Write out the data below word for word, leaving nothing out and changing nothing.

(Excerpts from a dataset)
Segment Open

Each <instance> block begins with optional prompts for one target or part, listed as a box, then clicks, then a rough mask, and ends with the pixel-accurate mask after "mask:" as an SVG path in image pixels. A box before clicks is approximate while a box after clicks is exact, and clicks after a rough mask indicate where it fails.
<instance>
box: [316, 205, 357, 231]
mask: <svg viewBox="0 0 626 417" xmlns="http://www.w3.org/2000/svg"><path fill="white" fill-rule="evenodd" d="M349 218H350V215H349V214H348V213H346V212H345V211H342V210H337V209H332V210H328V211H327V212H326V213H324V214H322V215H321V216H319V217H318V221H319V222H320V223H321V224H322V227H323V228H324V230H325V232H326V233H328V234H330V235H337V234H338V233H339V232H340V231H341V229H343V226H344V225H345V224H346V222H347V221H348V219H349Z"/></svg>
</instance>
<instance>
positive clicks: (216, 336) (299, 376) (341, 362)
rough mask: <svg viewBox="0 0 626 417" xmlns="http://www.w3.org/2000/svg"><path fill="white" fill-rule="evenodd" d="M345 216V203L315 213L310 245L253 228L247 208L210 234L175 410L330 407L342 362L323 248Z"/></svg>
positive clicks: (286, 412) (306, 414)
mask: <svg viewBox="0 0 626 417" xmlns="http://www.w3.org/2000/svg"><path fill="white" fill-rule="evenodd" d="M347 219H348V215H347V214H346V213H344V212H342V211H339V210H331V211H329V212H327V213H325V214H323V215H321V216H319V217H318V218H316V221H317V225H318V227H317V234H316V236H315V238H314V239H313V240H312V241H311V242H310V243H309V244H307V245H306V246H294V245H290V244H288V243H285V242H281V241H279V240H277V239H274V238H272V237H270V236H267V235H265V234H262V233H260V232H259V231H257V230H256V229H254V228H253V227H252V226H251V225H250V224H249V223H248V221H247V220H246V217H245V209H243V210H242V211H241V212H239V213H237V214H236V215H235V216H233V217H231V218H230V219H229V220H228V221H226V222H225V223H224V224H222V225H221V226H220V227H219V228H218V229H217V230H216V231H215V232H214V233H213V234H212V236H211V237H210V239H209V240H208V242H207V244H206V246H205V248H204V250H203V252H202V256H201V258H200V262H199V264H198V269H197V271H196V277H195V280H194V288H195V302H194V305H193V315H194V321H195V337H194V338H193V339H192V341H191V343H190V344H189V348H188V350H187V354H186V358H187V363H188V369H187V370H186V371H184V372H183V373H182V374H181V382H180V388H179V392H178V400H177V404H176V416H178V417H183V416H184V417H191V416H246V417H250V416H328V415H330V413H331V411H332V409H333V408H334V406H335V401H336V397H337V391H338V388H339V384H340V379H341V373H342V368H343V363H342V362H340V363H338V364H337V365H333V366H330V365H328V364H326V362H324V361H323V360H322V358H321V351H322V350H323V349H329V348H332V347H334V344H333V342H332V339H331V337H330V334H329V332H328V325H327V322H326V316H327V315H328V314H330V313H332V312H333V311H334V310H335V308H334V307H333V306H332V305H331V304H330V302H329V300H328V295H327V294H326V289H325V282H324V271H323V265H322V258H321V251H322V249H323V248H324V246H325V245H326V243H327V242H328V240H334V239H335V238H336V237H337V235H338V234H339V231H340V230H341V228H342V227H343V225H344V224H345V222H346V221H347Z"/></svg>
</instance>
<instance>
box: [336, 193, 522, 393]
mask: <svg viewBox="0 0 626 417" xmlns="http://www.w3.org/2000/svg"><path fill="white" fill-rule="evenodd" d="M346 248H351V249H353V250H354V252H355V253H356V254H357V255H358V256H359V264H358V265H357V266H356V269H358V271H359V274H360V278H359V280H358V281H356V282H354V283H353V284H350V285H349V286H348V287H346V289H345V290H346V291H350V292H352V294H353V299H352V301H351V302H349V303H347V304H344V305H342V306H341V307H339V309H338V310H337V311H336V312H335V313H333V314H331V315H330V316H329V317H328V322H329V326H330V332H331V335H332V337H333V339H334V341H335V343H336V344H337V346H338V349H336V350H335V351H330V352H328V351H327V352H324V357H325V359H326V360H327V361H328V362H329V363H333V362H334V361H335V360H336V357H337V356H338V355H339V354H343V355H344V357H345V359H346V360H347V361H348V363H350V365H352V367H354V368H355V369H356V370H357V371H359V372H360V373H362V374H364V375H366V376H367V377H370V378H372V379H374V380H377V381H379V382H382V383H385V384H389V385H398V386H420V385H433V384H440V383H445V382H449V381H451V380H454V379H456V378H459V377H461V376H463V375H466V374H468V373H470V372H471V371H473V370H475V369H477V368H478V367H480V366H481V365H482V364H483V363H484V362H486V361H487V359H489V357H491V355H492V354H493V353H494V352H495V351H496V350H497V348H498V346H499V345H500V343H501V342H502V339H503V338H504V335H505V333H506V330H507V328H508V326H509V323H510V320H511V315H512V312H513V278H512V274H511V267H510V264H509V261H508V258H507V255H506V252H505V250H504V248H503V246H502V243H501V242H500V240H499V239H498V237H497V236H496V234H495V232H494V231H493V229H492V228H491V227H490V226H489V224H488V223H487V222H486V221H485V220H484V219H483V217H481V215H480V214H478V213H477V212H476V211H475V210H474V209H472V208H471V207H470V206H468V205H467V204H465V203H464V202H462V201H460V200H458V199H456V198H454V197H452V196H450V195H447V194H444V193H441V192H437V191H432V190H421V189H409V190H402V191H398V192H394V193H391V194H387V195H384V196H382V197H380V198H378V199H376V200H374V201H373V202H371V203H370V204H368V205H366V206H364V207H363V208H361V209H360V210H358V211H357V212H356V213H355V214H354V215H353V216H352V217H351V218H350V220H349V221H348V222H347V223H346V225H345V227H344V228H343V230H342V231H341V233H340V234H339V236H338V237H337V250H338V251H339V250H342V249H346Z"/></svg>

Segment Closed

# Completed exercise:
Each <instance> block begins with optional prompts for one target or part, listed as a box, then clicks, then a rough mask, and ends with the pixel-accurate mask after "mask:" as an SVG path in image pixels. A box before clicks is approximate while a box after clicks is exact, and clicks after a rough mask indicate where it fails.
<instance>
box: [316, 205, 357, 231]
mask: <svg viewBox="0 0 626 417" xmlns="http://www.w3.org/2000/svg"><path fill="white" fill-rule="evenodd" d="M349 218H350V215H349V214H348V213H346V212H345V211H342V210H337V209H332V210H328V211H327V212H326V213H324V214H322V215H321V216H319V217H318V221H319V222H320V223H321V224H322V227H323V228H324V230H325V232H326V233H328V234H330V235H337V234H338V233H339V232H340V231H341V229H343V226H344V225H345V224H346V222H347V221H348V219H349Z"/></svg>
</instance>
<instance>
positive clicks: (216, 336) (299, 376) (341, 362)
rough mask: <svg viewBox="0 0 626 417" xmlns="http://www.w3.org/2000/svg"><path fill="white" fill-rule="evenodd" d="M345 216V203L315 213L310 245L253 228L247 208L210 234L175 410L330 407L342 362L323 248Z"/></svg>
positive clicks: (286, 412) (306, 414)
mask: <svg viewBox="0 0 626 417" xmlns="http://www.w3.org/2000/svg"><path fill="white" fill-rule="evenodd" d="M347 219H348V215H347V214H346V213H344V212H342V211H339V210H331V211H329V212H327V213H325V214H323V215H321V216H319V217H318V218H316V221H317V225H318V227H317V234H316V236H315V238H314V239H313V240H312V241H311V242H310V243H309V244H307V245H306V246H294V245H290V244H288V243H285V242H281V241H279V240H277V239H274V238H272V237H270V236H267V235H265V234H262V233H260V232H259V231H257V230H256V229H254V228H253V227H252V226H251V225H250V224H249V223H248V221H247V220H246V217H245V209H243V210H242V211H241V212H239V213H237V214H236V215H235V216H233V217H231V218H230V219H229V220H228V221H226V222H225V223H224V224H222V225H221V226H220V227H219V228H218V229H217V230H216V231H215V232H214V233H213V234H212V236H211V237H210V239H209V240H208V242H207V244H206V246H205V248H204V250H203V252H202V256H201V258H200V262H199V264H198V269H197V271H196V277H195V280H194V288H195V302H194V305H193V315H194V321H195V337H194V338H193V339H192V341H191V343H190V344H189V348H188V350H187V354H186V358H187V363H188V369H187V370H186V371H184V372H183V373H182V374H181V382H180V388H179V392H178V400H177V404H176V416H178V417H183V416H184V417H191V416H246V417H250V416H328V415H330V413H331V411H332V409H333V408H334V406H335V401H336V397H337V391H338V388H339V384H340V379H341V373H342V368H343V363H342V362H340V363H338V364H337V365H333V366H330V365H328V364H326V362H324V361H323V360H322V358H321V351H322V350H323V349H329V348H332V347H334V344H333V342H332V339H331V337H330V334H329V332H328V325H327V322H326V316H327V315H328V314H330V313H332V312H333V311H334V310H335V308H334V307H333V306H332V305H331V304H330V302H329V300H328V295H327V294H326V289H325V282H324V271H323V265H322V258H321V251H322V249H323V248H324V246H325V245H326V243H327V242H328V240H334V239H335V238H336V237H337V235H338V234H339V231H340V230H341V228H342V227H343V225H344V224H345V222H346V221H347Z"/></svg>
</instance>
<instance>
box: [336, 193, 522, 393]
mask: <svg viewBox="0 0 626 417" xmlns="http://www.w3.org/2000/svg"><path fill="white" fill-rule="evenodd" d="M346 248H351V249H353V250H354V252H355V253H356V254H357V255H358V256H359V264H358V265H357V266H356V269H358V271H359V274H360V278H359V280H358V281H356V282H354V283H353V284H350V285H349V286H348V287H346V289H345V290H346V291H350V292H352V294H353V299H352V301H351V302H349V303H347V304H344V305H342V306H341V307H339V309H338V310H337V311H336V312H335V313H333V314H331V315H330V316H329V317H328V322H329V326H330V332H331V335H332V337H333V339H334V341H335V343H336V344H337V346H338V349H336V350H335V351H330V352H328V351H327V352H324V357H325V359H326V360H327V361H328V362H329V363H333V362H334V361H335V360H336V357H337V356H338V355H339V354H343V355H344V357H345V359H346V360H347V361H348V363H350V365H352V367H354V368H355V369H356V370H357V371H359V372H360V373H362V374H364V375H366V376H367V377H370V378H372V379H374V380H377V381H379V382H382V383H385V384H389V385H398V386H420V385H433V384H440V383H445V382H449V381H451V380H454V379H456V378H459V377H461V376H463V375H466V374H468V373H470V372H471V371H473V370H475V369H477V368H478V367H480V366H481V365H482V364H483V363H484V362H486V361H487V359H489V357H491V355H492V354H493V353H494V352H495V351H496V350H497V348H498V346H499V345H500V343H501V342H502V339H503V338H504V335H505V333H506V330H507V328H508V326H509V323H510V320H511V315H512V312H513V278H512V274H511V267H510V264H509V261H508V258H507V255H506V252H505V250H504V248H503V246H502V243H501V242H500V240H499V239H498V237H497V236H496V234H495V232H494V231H493V229H492V228H491V227H490V226H489V224H488V223H487V222H486V221H485V220H484V219H483V217H481V215H480V214H478V213H477V212H476V211H475V210H474V209H472V208H471V207H470V206H468V205H467V204H465V203H464V202H462V201H460V200H458V199H456V198H454V197H452V196H450V195H447V194H444V193H441V192H437V191H432V190H421V189H409V190H402V191H398V192H394V193H391V194H387V195H384V196H382V197H380V198H378V199H376V200H374V201H373V202H371V203H370V204H368V205H366V206H364V207H363V208H361V209H360V210H358V211H357V212H356V213H355V214H354V215H353V216H352V217H351V218H350V220H349V221H348V222H347V223H346V225H345V227H344V228H343V230H342V231H341V233H340V234H339V236H338V237H337V250H338V251H339V250H342V249H346Z"/></svg>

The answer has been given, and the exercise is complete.